Exercise tasks:
1 – Decide whether each statement agrees with the Budget 2021 announcements: (a) the early childhood teacher funding is spread over four years; (b) the public sector is meant to become carbon neutral by 2030; (c) the vaccination programme spending covers five years. For each, answer yes or no and quote the deciding words of the text.
2 – According to the Budget 2021 announcements, how many tonnes of carbon emissions is the boost to the State Sector Decarbonisation Fund expected to save, and over what period?

Document section:
● ● ● ● ● ● ●

The breast screening programme will also shift to an “opt-out” model to encourage more people who are eligible for free mammograms to get screened.

May 12 — $170 million pay boost over four years for early childhood teachers 

Education Minister Chris Hipkins has committed  $170 million  over four years for early childhood education (ECE) teachers towards pay parity with kindergarten teachers.

He said it was the "simplest and fastest way" the Government could deliver a "reasonably good pay increase". It could see some teachers' pay go up as much as 17 per cent.

Last year, the Government put $151 million into early learning services to increase the pay of an estimated 17,000 ECE teachers. 

In July, 2020, an ECE teacher said despite the funding boost for ECE centres with 100 per cent qualified teachers, teachers couldn’t live on "empty promises".

May 16 — $67.4 million over four years towards a carbon-neutral Government 

Budget 2021 will invest $67.4 million to allow the public sector to transition to being carbon neutral by 2025. 

Yokohama, Japan - April 24, 2014: Electric cars, Nissan's "Leaf", are being charged at the charging stations in front of the entrance of Nissan's global Headquarters located in Yokohama, Japan.

Of the $67.4 million, Climate Change Minister James Shaw announced about $19.5 million would go towards boosting the State Sector Decarbonisation Fund, which would allow more schools and hospitals to replace their coal broilers. This is expected to save an additional 44,000 tonnes of carbon emissions over ten years.

The remaining approximately $41.8 million will go towards leasing low-emissions vehicles for the public sector. This is expected to cut an additional 32,000 tonnes of carbon emissions over ten years.

May 19 — Covid-19 vaccines

Covid-19 Response Minister Chris Hipkins has confirmed $1.4 billion has been allocated for the country's vaccination programme "to ensure every New Zealander can receive a free vaccination".

In a report released today, the Auditor General expressed concern there may not be enough trained vaccinators.

The spending, over two years, has gone towards equipment, advance purchase agreements, the COVAX alliance  to support equitable access to the vaccines, technology, funding for DHBs, supporting Medsafe and standing up immunisation centres. 

An additional $30 million has gone into vaccine research and exploring the potential for domestic manufacturing. Another $75 million in funding has been given to the Official Development Assistance to support Pacific and global vaccine access. 

The Government’s priorities for Budget 2021

Each Government releases its Budget Policy Statement between December and March. This gives an insight into which priorities guide its decisions:

  • Continuing the Covid-19 response
  • Delivering priority and time-sensitive manifesto commitments
  • Supporting core public services through managing critical cost pressures
  • Continuing to deliver on existing investments
  • The Government also has “wellbeing” objectives, keeping in line with the living standards framework:

  • Supporting the transition to a climate-resilient, sustainable and low-emissions economy while building back from Covid-19
  • Enabling all New Zealanders and New Zealand businesses to benefit from new technologies and lift productivity and wages through innovation, and support into employment those most affected by Covid-19, including women and young people
  • Lifting Māori and Pacific incomes, skills and opportunities, and combating the impacts of Covid-19
  • Child wellbeing – Reducing child poverty and improving child wellbeing
  • Physical and mental wellbeing – Supporting improved health outcomes for all New Zealanders and keeping Covid-19 out of our communities.

● ● ● ● ● ● ●

Recorded information:
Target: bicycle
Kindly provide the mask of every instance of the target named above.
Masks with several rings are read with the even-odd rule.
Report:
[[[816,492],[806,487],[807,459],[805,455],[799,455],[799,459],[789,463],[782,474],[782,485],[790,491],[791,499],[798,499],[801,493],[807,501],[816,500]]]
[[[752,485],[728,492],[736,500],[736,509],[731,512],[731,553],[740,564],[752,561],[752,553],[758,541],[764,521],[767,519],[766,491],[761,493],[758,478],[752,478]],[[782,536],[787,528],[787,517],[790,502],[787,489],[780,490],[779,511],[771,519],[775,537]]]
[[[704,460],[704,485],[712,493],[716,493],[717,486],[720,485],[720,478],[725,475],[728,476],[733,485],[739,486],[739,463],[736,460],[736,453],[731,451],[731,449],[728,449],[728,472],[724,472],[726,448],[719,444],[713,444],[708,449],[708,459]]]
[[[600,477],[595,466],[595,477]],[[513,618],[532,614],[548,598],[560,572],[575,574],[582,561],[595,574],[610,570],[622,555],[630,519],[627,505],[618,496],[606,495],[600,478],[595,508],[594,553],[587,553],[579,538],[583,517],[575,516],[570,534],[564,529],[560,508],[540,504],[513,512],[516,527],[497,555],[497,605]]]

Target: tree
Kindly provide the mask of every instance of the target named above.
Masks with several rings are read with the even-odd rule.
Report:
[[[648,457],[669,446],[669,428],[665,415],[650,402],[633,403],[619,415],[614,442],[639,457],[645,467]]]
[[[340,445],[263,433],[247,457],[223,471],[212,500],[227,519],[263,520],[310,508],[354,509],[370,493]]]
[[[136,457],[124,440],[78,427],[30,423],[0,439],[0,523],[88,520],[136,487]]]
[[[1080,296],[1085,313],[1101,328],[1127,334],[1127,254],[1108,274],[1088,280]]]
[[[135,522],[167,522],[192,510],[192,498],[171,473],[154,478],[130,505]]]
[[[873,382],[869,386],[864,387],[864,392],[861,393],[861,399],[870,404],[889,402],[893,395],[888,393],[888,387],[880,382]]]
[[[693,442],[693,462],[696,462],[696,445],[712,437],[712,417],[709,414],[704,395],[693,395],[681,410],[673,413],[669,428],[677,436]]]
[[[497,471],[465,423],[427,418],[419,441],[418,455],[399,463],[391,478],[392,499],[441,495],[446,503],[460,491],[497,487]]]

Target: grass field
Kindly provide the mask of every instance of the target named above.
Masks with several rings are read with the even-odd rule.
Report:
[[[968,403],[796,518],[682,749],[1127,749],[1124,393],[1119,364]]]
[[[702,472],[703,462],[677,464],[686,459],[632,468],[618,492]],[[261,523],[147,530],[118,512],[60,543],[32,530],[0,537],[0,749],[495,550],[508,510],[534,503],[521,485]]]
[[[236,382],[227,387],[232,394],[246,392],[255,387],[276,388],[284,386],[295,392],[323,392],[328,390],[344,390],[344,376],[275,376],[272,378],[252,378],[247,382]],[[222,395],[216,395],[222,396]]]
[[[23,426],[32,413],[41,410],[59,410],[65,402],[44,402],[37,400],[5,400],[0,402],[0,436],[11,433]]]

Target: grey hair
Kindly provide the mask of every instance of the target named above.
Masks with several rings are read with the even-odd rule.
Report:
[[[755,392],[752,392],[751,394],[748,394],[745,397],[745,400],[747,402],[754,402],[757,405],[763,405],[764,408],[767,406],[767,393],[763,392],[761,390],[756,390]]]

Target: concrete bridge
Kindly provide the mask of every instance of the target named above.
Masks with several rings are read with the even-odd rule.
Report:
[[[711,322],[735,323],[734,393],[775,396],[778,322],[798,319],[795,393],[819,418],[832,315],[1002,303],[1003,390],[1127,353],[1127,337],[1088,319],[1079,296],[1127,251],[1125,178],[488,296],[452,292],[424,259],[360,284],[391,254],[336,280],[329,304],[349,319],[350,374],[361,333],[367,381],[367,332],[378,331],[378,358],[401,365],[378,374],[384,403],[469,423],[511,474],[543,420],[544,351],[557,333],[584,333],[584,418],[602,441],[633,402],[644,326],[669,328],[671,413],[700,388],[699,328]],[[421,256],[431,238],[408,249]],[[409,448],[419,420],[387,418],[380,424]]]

● ● ● ● ● ● ●

Results:
1 –
(a) Yes: "$170 million pay boost over four years for early childhood teachers"
(b) No: "transition to being carbon neutral by 2025"
(c) No: "The spending, over two years"

2 – An additional 44,000 tonnes over ten years.